DOCUMENT PASSAGE:
################

Leaving your job before retirement?
Will you leave your job before you reach retirement age? If you leave your employment at an Ontario College or related employer, you will have to decide what to do with the pension benefits that you have earned during the course of your membership.
Your benefit depends on your length of membership and age. You are vested if you have at least 2 years of Plan membership or pensionable service when you leave. Being vested means you are entitled to a pension, payable at age 65.
Non vested option
Refund of contributions
If you have less than 2 years of pensionable service or Plan membership, you are entitled to a refund of your contributions plus interest as of your termination date. This refund can be transferred to your Registered Retirement Savings Plan (not locked-in) or taken in cash, which is subject to income tax.
Cash refunds are included as taxable income in the year you receive them. The lump sum withholding rates are 10% for payments up to $5,000, 20% for payments from $5,000 to $15,000, and 30% for payments above $15,000.
Vested options
The benefits you are entitled to will depend on a combination of your age and service. Identify your age and service combination from the list below to see your termination options.
Does one of these situations describe you?
I’m under age 55 with between 2 and 20 years of service in the Plan
You are entitled to either
- a move to another CAAT Pension Plan employer
- a deferred pension,
- a transfer of your commuted value
- a transfer to another employer’s pension plan
1. Move to another CAAT Pension Plan employer
If you immediately start employment again with a different College, your CAAT pension will seamlessly move along with you.
2. Deferred pension
A deferred pension is the pension you earned up to your termination date. By deferring your pension, you leave it in the Plan, where inflation protection is applied each year it is applicable. At age 65 you start pension payments and your pension is paid to you for the rest of your life. The pension includes survivor benefits and inflation protection. With a deferred pension, the CAAT Plan bears the investment and longevity risk.
This deferred pension is calculated the same way as any other, based on service and earnings. The earliest it can start is age 55, but it is designed to start at age 65 (the Plan’s “normal retirement age”). This means that there could be a reduction in your payments if you start them before age 65. Your pension would be reduced by 5% multiplied by the number of years that remain until you reach age 65. This is a permanent reduction to your payment to reflect it’s earlier start.
3. Commuted value
If you choose to transfer your commuted value out of the Plan, you will no longer be entitled to any benefits from the Plan.

################

DATA LINES:
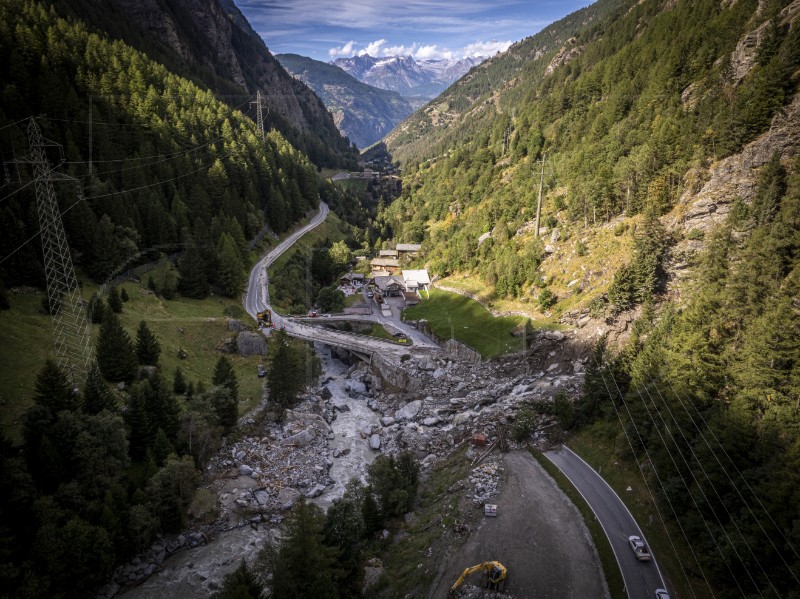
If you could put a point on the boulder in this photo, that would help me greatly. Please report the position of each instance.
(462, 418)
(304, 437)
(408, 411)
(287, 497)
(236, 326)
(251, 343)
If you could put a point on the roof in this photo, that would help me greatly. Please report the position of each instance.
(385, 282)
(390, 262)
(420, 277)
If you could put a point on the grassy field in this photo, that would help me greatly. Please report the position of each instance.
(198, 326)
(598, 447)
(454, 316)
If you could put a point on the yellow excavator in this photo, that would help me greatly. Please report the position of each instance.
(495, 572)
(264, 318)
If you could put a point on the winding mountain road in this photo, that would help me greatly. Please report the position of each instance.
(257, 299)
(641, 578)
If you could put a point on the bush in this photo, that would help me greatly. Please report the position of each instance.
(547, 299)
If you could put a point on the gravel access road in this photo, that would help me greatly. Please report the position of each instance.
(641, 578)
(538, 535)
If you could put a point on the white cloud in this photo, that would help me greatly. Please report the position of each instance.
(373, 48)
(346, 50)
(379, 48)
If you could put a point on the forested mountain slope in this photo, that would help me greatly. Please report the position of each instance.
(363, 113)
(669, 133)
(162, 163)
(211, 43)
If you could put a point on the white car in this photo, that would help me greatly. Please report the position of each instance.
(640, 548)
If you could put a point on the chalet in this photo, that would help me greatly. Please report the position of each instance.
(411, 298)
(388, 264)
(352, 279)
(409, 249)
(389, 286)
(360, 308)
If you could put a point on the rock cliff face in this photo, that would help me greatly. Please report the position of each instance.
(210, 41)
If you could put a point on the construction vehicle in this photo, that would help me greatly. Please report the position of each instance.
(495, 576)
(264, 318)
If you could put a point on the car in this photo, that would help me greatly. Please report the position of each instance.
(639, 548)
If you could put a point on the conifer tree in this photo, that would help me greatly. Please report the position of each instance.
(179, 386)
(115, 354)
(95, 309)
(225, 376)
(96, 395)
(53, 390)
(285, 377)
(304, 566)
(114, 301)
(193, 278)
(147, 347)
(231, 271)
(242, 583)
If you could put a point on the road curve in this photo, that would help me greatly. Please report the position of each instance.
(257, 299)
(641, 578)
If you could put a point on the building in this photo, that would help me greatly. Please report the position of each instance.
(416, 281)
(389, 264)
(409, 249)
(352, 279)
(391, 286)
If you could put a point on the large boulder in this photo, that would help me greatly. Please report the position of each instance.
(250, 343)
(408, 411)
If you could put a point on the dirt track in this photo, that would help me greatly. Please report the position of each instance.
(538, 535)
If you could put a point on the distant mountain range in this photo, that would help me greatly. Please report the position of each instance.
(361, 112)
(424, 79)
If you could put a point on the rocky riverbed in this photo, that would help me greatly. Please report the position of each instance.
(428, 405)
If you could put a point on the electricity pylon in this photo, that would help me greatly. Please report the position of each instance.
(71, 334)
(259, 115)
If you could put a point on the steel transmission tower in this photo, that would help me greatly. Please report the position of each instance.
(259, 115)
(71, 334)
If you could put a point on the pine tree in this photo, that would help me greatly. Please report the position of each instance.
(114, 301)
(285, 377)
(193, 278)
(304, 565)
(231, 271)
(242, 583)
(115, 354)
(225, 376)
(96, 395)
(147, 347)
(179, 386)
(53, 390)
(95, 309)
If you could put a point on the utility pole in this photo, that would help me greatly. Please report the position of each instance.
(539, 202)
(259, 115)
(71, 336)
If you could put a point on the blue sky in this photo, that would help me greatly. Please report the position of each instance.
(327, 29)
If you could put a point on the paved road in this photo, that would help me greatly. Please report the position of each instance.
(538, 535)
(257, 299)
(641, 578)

################

WHAT YOU NEED TO DO:
**a.** According to the pension passage, what is the lump sum withholding rate for a cash refund payment above $15,000?
**b.** Write out everything in the pension passage from "Non vested option" down to "payments above $15,000.".

ANSWER LIST:
**a.** 30%

**b.**
Non vested option
Refund of contributions
If you have less than 2 years of pensionable service or Plan membership, you are entitled to a refund of your contributions plus interest as of your termination date. This refund can be transferred to your Registered Retirement Savings Plan (not locked-in) or taken in cash, which is subject to income tax.
Cash refunds are included as taxable income in the year you receive them. The lump sum withholding rates are 10% for payments up to $5,000, 20% for payments from $5,000 to $15,000, and 30% for payments above $15,000.